## BEGIN Given data
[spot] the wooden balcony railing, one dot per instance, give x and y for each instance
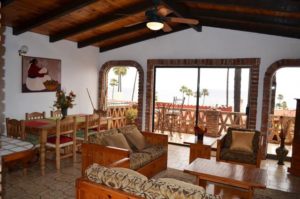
(185, 122)
(274, 129)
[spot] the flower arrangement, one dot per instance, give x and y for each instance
(131, 115)
(64, 101)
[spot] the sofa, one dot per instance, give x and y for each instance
(121, 183)
(241, 146)
(145, 152)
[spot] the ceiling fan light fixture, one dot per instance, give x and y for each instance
(155, 25)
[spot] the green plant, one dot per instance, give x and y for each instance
(131, 114)
(63, 100)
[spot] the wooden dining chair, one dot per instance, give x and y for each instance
(65, 138)
(15, 128)
(35, 115)
(56, 114)
(91, 127)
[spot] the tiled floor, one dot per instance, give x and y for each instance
(62, 185)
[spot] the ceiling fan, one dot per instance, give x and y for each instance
(157, 18)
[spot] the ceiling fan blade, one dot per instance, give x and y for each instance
(133, 24)
(162, 11)
(167, 28)
(182, 20)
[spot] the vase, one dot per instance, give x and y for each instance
(281, 152)
(64, 112)
(199, 134)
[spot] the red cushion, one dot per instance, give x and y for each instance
(63, 139)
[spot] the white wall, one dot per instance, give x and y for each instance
(79, 70)
(211, 43)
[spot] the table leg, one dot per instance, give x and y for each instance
(43, 139)
(250, 193)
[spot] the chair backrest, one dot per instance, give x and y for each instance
(93, 121)
(15, 128)
(35, 115)
(66, 126)
(56, 114)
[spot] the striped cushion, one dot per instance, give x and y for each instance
(63, 139)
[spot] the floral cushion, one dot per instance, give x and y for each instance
(137, 184)
(130, 182)
(170, 188)
(155, 151)
(98, 138)
(138, 160)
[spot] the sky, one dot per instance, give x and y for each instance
(288, 84)
(170, 80)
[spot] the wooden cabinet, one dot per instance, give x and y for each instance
(295, 162)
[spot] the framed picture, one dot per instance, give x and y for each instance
(40, 74)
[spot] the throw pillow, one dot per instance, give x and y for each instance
(242, 141)
(117, 140)
(136, 139)
(130, 172)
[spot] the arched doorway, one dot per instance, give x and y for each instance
(267, 93)
(103, 82)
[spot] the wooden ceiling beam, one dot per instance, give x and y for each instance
(51, 15)
(277, 5)
(109, 35)
(180, 12)
(142, 38)
(6, 2)
(109, 18)
(247, 17)
(251, 27)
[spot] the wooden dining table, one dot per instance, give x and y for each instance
(45, 127)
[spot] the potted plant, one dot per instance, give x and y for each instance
(64, 101)
(131, 115)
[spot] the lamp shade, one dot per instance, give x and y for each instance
(155, 25)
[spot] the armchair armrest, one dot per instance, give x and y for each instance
(156, 139)
(104, 155)
(220, 145)
(125, 163)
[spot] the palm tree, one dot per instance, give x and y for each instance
(189, 93)
(113, 83)
(120, 71)
(204, 93)
(227, 87)
(183, 90)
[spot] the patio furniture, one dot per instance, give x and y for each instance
(65, 138)
(241, 146)
(174, 114)
(35, 115)
(56, 114)
(237, 176)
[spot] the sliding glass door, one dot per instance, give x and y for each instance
(203, 89)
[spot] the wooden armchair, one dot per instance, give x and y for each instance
(35, 115)
(226, 154)
(56, 114)
(65, 138)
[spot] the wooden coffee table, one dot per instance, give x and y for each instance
(247, 178)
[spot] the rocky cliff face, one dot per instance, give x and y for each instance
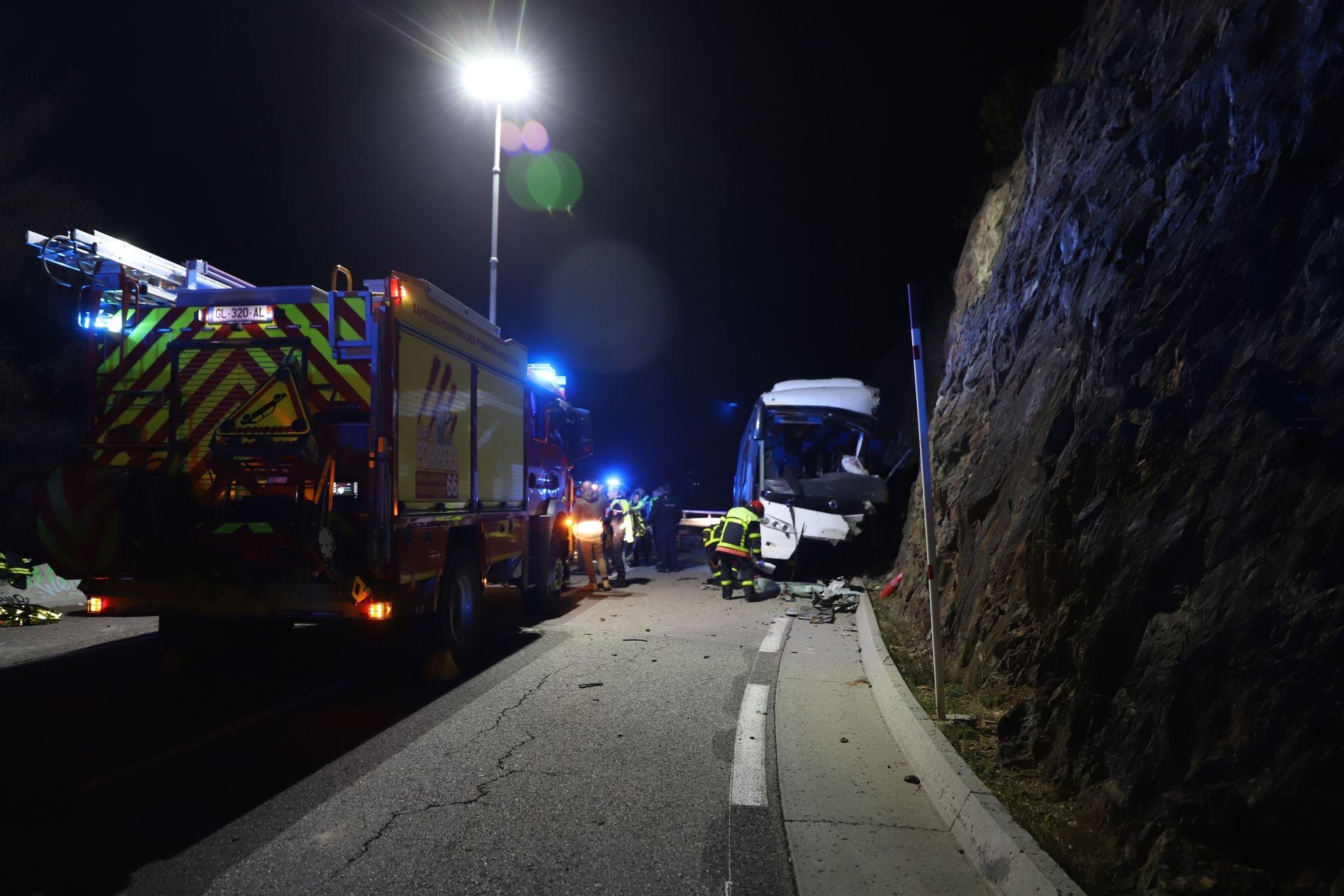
(1139, 442)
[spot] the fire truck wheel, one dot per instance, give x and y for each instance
(459, 607)
(547, 596)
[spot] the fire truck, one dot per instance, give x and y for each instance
(370, 452)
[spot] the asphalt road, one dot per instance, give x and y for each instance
(592, 754)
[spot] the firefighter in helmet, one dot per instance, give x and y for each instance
(711, 535)
(740, 550)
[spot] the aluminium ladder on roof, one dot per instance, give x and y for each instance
(159, 277)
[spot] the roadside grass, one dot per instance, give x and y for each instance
(1090, 856)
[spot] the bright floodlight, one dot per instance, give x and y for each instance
## END Given data
Directions for this task -
Starting with the line containing "[spot] the asphalt" and continuing through the end of the listing, write those lines out again, requests included, and shift every x and y coordinate in the answers up by 146.

Reply to the task -
[spot] the asphalt road, one dot per instance, give x and y for each instance
(738, 900)
[spot] the firefighter in helmet, one dot per instance, give x and y for each instance
(857, 681)
(886, 696)
[spot] the aluminium ladder on roof, one dot per instance, give x and y for each instance
(305, 423)
[spot] the roadside grass, one dot per instance, give x and y for each instance
(1236, 1002)
[spot] the bright floodlight, one dot per instance, give x and y for each instance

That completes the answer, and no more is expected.